**DATA FOR THIS TASK**
== Segment start ==

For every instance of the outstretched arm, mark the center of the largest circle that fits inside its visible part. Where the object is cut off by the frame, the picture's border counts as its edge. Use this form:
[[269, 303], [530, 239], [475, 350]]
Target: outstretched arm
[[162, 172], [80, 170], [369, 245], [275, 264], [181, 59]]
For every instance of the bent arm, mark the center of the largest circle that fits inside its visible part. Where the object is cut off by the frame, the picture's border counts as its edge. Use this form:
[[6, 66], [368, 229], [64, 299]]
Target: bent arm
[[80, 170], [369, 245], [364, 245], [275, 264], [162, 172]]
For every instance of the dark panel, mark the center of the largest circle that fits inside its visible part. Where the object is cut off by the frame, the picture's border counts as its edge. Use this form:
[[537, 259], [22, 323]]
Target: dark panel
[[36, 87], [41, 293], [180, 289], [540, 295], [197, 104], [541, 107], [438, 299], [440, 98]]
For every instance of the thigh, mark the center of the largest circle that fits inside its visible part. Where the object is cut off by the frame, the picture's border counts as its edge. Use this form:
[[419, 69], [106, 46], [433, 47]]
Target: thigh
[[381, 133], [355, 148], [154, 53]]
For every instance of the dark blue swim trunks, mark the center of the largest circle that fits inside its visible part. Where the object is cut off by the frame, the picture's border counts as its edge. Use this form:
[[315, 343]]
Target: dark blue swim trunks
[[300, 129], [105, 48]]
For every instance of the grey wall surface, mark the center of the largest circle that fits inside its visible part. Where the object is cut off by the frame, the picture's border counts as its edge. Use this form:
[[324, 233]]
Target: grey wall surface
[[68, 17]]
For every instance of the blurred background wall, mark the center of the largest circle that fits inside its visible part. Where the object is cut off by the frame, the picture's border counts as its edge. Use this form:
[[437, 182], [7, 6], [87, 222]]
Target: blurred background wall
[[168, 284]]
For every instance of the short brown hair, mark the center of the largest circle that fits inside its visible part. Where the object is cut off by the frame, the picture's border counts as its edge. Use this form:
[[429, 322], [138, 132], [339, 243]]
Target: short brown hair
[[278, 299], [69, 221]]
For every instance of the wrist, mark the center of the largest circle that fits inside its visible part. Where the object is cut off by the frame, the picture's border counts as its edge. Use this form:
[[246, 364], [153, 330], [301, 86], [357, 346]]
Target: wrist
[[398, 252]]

== Segment end ==
== Segment start ==

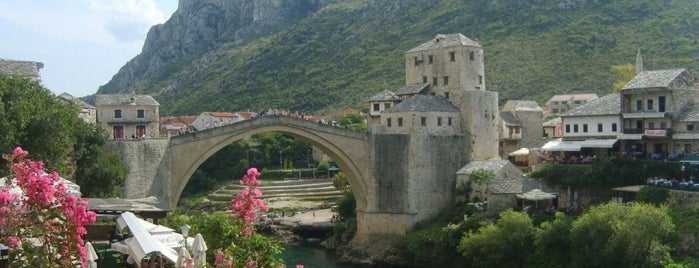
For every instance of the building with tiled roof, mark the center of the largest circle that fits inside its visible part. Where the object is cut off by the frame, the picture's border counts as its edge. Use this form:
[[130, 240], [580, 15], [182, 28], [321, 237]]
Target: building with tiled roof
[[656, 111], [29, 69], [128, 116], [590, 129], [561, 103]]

== Segment end ==

**WORK INSTRUCTIONS**
Only one stretch of the data above is needed. Restate it word for word, from the line containing "[[437, 182], [7, 6], [87, 222]]" through the line containing "For every instance of the wrist, mark", both ends included.

**FINAL ANSWER**
[[437, 182], [7, 6], [87, 222]]
Target: blurred background wall
[[168, 284]]
For every instance of the short brown hair, mark the center of the largest circle that fits inside its visible part. Where the object is cut off by the frame, the picture's border counts as its edge. Use this form:
[[429, 322], [138, 132], [339, 243]]
Target: short brown hair
[[278, 299], [69, 221]]
For every instance of the wrist, mark the center of the largest circle that fits inside its visible part. Where the object is cut off by the frame, the picture's border counts as its edge. Use this form:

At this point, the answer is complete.